Stored data entries
══════════════════════════════
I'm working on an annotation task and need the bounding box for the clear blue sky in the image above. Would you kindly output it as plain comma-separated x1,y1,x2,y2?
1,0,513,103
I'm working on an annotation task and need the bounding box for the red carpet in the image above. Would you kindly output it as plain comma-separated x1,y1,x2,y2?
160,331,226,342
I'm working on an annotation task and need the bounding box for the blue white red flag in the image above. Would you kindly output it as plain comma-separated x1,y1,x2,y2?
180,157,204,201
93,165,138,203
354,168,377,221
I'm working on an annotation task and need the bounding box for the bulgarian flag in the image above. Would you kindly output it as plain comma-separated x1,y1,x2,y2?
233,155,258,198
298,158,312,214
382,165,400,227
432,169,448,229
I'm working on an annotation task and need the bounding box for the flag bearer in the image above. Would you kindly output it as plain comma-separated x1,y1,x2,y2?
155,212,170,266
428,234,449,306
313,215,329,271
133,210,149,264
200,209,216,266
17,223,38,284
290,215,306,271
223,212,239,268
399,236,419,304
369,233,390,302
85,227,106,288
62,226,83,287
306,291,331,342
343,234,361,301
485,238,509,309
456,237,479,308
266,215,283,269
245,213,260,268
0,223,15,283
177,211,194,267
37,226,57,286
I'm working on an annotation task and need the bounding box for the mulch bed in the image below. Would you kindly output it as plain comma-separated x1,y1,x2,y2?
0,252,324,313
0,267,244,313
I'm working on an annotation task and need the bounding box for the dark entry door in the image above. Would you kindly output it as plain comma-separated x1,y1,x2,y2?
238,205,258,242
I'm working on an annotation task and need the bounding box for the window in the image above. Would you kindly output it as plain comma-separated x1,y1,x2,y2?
══════════════════════════════
WORK REQUIRED →
What the exercise needs is every record again, word for word.

ANSWER TO THIS PROBLEM →
I'm working on an annotation task and need the bounding box for the clear blue sky in the image above. Would you kindly output it as plain comma-separated x1,y1,x2,y2?
1,0,513,103
I'm working on an annotation task and need the bounding box for the red carpet in the image above. Would you kindly output it as plain comma-separated x1,y1,x2,y2?
160,331,226,342
I'm working on an annotation task and need the bounding box for the blue white red flag in the image above. Would you kindly output it as plain comma-separated x1,y1,x2,y2?
180,157,204,201
93,165,138,203
354,168,377,221
I'm working on an annotation task and need the bounding box for the bulgarian flag in the image above. Would you kindly output it as plain comma-separated x1,y1,x2,y2?
233,155,258,198
298,158,312,214
382,165,400,227
432,169,448,229
I'm working on an annotation task and need the bounding box for the flag bearer in the image above. Would you kindly output it as plain comma-separated x1,y1,x2,y2?
155,212,170,266
428,234,449,306
313,215,329,271
133,210,149,264
200,209,216,266
17,223,38,284
290,215,306,271
223,212,239,268
399,236,419,304
369,233,390,302
85,227,106,288
62,226,83,287
306,291,331,342
343,234,361,301
485,238,509,309
456,237,479,308
266,215,283,269
245,213,260,268
0,223,15,283
177,211,194,267
37,226,57,286
I'm working on an annotation task and need the bounding box for the mulch bed in the image below. Would you kindly output it as plain comma-separated x1,y1,x2,y2?
0,252,324,313
0,267,244,313
I'm working on an annotation task and need the bounding box for the dark entry door in the image above. Would you kindly output it as plain comma-separated x1,y1,x2,y2?
238,205,258,242
I'm working on an annotation task and need the bounding box for the window in the image above. Would you kindly output it as plain comma-separated x1,y1,x2,y2?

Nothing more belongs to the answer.